Instructions to follow:
Copy out verbatim the lines between the one containing "form x=258, y=333." and the one containing "x=708, y=349", including both of those lines.

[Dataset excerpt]
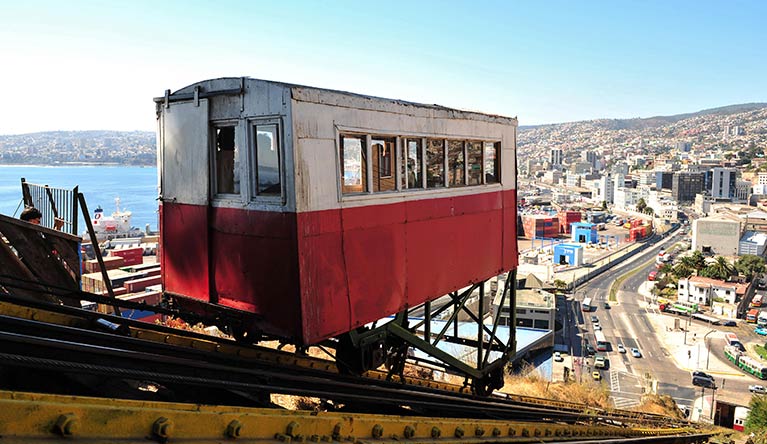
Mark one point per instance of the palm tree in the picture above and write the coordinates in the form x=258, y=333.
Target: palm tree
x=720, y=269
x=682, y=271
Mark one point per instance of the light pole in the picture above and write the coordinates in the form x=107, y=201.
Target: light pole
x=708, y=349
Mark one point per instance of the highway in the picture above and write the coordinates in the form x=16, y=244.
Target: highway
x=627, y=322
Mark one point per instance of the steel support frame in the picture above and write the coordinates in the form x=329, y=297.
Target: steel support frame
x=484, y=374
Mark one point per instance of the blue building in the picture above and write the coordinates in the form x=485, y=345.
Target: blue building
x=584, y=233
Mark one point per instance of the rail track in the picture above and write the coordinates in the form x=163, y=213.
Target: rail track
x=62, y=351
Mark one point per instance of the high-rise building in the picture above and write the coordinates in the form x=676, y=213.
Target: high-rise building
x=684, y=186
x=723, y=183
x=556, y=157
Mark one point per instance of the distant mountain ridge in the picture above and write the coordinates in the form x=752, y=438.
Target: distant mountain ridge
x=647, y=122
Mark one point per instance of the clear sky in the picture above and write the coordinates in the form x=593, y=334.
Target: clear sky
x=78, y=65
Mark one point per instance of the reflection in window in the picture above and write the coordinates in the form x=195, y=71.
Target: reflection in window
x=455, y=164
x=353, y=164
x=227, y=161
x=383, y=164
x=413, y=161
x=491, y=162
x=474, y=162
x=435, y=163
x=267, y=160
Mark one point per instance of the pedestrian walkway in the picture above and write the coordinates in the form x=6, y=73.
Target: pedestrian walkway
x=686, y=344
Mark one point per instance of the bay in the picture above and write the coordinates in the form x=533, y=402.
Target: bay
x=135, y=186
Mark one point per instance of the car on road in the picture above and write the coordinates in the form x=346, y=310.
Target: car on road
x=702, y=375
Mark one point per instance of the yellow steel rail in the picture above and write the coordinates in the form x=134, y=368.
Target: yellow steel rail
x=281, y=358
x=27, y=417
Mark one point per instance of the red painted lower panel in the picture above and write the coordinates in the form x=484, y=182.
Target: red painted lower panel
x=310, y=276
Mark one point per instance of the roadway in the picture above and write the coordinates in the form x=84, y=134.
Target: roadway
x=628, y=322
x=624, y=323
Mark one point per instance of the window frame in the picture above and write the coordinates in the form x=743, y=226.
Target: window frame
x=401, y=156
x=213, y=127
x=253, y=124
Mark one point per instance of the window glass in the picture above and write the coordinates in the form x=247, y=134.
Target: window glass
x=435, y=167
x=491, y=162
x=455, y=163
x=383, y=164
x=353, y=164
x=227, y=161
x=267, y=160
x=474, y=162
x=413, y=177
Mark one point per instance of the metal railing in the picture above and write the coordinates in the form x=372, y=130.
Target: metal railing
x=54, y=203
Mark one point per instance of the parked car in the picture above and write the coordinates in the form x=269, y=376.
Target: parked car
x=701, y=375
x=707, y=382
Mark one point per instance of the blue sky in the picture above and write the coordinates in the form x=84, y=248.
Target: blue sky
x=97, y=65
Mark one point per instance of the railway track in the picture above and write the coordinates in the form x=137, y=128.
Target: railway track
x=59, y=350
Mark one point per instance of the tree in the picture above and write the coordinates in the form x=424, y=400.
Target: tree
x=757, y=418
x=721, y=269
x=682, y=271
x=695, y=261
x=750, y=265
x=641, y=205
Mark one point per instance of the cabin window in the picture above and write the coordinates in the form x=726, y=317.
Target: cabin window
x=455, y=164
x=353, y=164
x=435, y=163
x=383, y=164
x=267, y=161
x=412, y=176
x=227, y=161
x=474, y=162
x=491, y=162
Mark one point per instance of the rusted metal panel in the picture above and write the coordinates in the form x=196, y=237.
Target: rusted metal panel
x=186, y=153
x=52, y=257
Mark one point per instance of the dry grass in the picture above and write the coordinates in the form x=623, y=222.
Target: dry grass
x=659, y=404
---
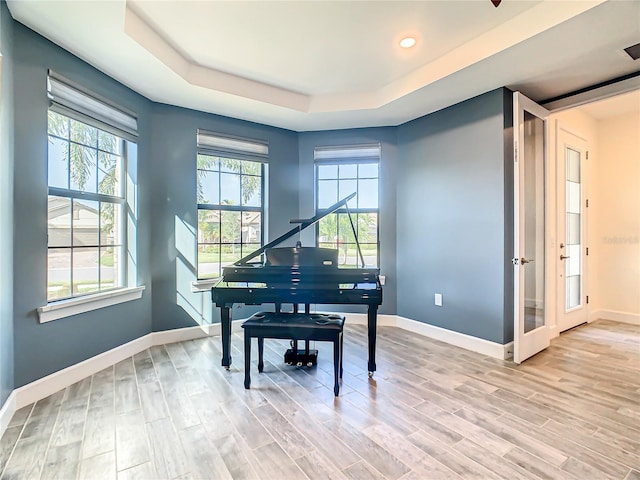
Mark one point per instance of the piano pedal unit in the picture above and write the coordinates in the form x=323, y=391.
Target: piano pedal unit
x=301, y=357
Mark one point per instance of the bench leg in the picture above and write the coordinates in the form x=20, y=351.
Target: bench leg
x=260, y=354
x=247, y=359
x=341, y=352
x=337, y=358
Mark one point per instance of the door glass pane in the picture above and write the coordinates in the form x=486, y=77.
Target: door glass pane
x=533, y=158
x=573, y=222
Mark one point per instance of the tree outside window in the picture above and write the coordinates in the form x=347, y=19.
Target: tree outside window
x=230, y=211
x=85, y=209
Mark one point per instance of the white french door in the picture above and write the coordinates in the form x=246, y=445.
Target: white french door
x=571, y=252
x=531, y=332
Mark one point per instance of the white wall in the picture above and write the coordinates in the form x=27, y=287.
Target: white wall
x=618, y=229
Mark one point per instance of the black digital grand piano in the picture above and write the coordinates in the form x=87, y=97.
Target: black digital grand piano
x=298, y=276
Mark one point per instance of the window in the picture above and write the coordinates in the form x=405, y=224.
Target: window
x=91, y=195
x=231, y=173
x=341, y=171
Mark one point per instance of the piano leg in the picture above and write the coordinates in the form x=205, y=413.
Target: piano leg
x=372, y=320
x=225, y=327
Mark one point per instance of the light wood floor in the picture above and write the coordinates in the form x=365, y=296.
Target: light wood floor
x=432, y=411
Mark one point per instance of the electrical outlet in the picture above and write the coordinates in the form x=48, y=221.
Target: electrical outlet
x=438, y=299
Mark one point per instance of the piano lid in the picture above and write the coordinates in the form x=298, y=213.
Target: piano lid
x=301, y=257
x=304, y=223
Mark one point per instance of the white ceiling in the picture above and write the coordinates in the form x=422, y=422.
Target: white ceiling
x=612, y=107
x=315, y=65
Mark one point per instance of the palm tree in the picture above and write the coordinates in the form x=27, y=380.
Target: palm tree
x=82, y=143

Task answer:
Mark one point per instance of the palm tree in the picture above and write the coordinates in the form x=258, y=333.
Target: palm tree
x=720, y=269
x=682, y=271
Mark one point per instance of the light pole in the picture above and write the coordinates in the form x=107, y=201.
Target: light pole
x=708, y=349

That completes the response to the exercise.